(Object location annotation data)
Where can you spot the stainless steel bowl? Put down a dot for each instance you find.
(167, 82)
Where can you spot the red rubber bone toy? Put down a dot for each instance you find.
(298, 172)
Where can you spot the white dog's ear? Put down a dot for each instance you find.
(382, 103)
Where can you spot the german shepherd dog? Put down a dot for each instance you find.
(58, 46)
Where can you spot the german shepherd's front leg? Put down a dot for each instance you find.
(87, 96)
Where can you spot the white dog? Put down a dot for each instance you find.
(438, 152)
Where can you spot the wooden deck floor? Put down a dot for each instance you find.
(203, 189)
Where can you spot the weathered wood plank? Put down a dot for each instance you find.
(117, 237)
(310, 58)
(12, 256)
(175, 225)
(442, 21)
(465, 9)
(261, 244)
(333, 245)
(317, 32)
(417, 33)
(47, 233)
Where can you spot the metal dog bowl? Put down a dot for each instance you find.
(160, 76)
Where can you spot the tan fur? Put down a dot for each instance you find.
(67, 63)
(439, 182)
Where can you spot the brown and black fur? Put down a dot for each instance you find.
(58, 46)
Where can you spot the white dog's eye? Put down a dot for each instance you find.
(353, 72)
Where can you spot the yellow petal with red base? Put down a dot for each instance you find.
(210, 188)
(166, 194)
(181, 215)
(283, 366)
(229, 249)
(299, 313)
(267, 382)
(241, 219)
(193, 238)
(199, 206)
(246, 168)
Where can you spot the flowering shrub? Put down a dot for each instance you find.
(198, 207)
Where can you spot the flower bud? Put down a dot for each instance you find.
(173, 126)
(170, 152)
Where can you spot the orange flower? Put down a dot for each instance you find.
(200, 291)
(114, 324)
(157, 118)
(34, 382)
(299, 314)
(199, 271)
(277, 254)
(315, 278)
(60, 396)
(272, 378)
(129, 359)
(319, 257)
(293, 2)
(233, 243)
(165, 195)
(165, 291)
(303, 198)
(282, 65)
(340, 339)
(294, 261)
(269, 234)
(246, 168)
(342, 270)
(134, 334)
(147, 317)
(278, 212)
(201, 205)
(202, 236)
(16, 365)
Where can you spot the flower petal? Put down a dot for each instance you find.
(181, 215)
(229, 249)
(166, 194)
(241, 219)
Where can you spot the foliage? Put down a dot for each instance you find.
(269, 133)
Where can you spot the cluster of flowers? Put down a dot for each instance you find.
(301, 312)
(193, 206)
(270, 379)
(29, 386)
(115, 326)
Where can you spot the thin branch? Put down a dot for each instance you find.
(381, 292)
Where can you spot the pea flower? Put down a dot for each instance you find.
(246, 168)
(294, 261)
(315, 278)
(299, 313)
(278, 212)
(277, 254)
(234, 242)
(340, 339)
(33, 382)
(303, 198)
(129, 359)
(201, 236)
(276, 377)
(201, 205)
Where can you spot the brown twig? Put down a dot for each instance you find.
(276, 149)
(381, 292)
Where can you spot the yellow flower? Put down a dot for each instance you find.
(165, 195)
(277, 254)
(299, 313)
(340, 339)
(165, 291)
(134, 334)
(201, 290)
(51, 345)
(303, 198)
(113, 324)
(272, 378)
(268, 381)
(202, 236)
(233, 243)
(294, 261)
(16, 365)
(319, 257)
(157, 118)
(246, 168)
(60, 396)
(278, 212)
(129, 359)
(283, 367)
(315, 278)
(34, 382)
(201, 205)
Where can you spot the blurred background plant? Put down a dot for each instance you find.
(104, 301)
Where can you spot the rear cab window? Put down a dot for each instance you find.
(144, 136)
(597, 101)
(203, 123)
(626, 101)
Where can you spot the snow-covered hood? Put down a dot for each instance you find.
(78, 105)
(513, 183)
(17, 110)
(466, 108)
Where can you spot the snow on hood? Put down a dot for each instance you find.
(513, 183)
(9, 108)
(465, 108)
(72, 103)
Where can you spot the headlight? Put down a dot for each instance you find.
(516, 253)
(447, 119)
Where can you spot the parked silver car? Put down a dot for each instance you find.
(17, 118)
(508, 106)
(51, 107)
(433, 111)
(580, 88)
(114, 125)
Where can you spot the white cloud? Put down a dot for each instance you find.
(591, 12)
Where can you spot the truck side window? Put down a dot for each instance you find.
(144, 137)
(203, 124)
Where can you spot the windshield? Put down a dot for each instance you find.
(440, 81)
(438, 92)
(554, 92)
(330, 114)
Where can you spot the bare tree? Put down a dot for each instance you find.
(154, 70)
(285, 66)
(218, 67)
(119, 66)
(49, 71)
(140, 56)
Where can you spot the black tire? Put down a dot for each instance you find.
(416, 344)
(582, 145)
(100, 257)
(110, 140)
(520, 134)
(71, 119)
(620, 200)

Task goal
Reproduce all the records precisely.

The completed task
Where can you spot the stainless steel bowl? Put down a dot for each instance you find.
(167, 82)
Where can you spot the red rubber bone toy? Put down a dot for each instance you find.
(298, 172)
Where can you spot the white dog's ear? Put down a dot for each instance you find.
(382, 103)
Where can you spot the german shepherd dog? Put down a dot for each instance you find.
(58, 46)
Where can you spot the german shepherd's front leg? Put down a dot for each instance you find.
(87, 96)
Where can you spot the white dog? Put down a dot for each instance you find.
(438, 152)
Where can you spot the wooden deck floor? Put down a dot for each instance you find.
(203, 189)
Where can you spot the weathered wood plank? Put down a dot for each instance you find.
(117, 237)
(310, 58)
(12, 256)
(175, 225)
(442, 21)
(465, 9)
(261, 244)
(333, 245)
(317, 32)
(417, 33)
(47, 233)
Where can you spot the metal dog bowl? Put down a dot for each instance you find.
(160, 76)
Where can you spot the tan fur? Put down a dot for each instance you find.
(67, 63)
(439, 182)
Where can you spot the brown and black fur? Put down a dot for each instance you find.
(58, 46)
Where can you spot the white dog's eye? Put down a dot for each instance you find.
(353, 72)
Where can you spot the yellow petal with red base? Put down a dot for each instance you find.
(210, 188)
(166, 194)
(181, 215)
(283, 366)
(229, 249)
(299, 313)
(267, 382)
(241, 219)
(193, 238)
(199, 206)
(246, 168)
Where can you spot the flowering shrub? Put down a dot for each instance you find.
(198, 207)
Where can you spot the flower bud? Put down a dot for each instance you find.
(173, 126)
(170, 152)
Where can you spot the orange flower? Put down a dot for each instance you find.
(200, 291)
(114, 324)
(157, 118)
(34, 382)
(299, 314)
(199, 271)
(277, 254)
(315, 278)
(60, 396)
(272, 378)
(129, 359)
(319, 257)
(293, 2)
(233, 243)
(165, 195)
(165, 291)
(303, 198)
(282, 65)
(340, 339)
(294, 261)
(269, 234)
(246, 168)
(342, 270)
(134, 334)
(147, 317)
(278, 212)
(201, 205)
(202, 236)
(16, 365)
Where can you spot the flower petal? Put down a dot for each instance you find.
(181, 215)
(229, 249)
(166, 194)
(241, 219)
Where can you spot the foliage? Put down a dot for each instance you find.
(269, 133)
Where can you spot the cluster of flowers? Put down a dot for each instance you find.
(301, 312)
(193, 206)
(270, 379)
(29, 386)
(115, 326)
Where can you spot the thin branch? Put down a dot for each instance you find.
(381, 292)
Where can you spot the pea flower? Put down a dot for each instance you find.
(246, 168)
(294, 261)
(315, 278)
(299, 313)
(278, 212)
(277, 254)
(234, 242)
(340, 339)
(33, 382)
(303, 198)
(129, 359)
(201, 236)
(276, 377)
(201, 205)
Where can you spot the brown twig? Put down a dot for each instance you find.
(276, 149)
(381, 292)
Where can you spot the yellow flower? Put down a dot for each instance you find.
(165, 195)
(277, 254)
(299, 313)
(340, 339)
(165, 291)
(134, 334)
(201, 290)
(51, 345)
(303, 198)
(113, 324)
(272, 378)
(268, 381)
(202, 236)
(233, 243)
(294, 261)
(16, 365)
(319, 257)
(157, 118)
(246, 168)
(60, 396)
(278, 212)
(129, 359)
(283, 367)
(315, 278)
(34, 382)
(201, 205)
Where can you spot the blurred background plant? Put down a dot for each instance you find.
(104, 301)
Where can you spot the rear cab window? Put down a dot for each instance you find.
(144, 136)
(597, 101)
(203, 123)
(626, 101)
Where can you spot the snow-covered hood? Put down a dot for each instance you find.
(78, 105)
(513, 183)
(17, 110)
(466, 108)
Where can you spot the snow on hood? Put down a dot for each instance you find.
(513, 183)
(9, 108)
(465, 108)
(72, 103)
Where can you spot the headlight? Put down a dot for each instance you find.
(516, 253)
(447, 119)
Where can you spot the parked silver car? Put down a dot for each instance you find.
(17, 118)
(508, 106)
(51, 107)
(433, 111)
(580, 88)
(114, 125)
Where can you spot the white cloud? Put down a dot for each instance you find.
(591, 12)
Where can you spot the truck side window? Put down a dot for each instance you find.
(144, 137)
(203, 124)
Where can you spot the windshield? Put down a dot for each instance you find.
(440, 81)
(438, 92)
(554, 92)
(330, 114)
Where can you spot the bare tree? Put down a dot for each instance you find.
(154, 70)
(285, 66)
(218, 67)
(119, 66)
(49, 71)
(140, 56)
Where can you spot the black tire? Put down a dot for each instance you find.
(416, 344)
(582, 145)
(100, 257)
(110, 140)
(520, 134)
(71, 119)
(620, 200)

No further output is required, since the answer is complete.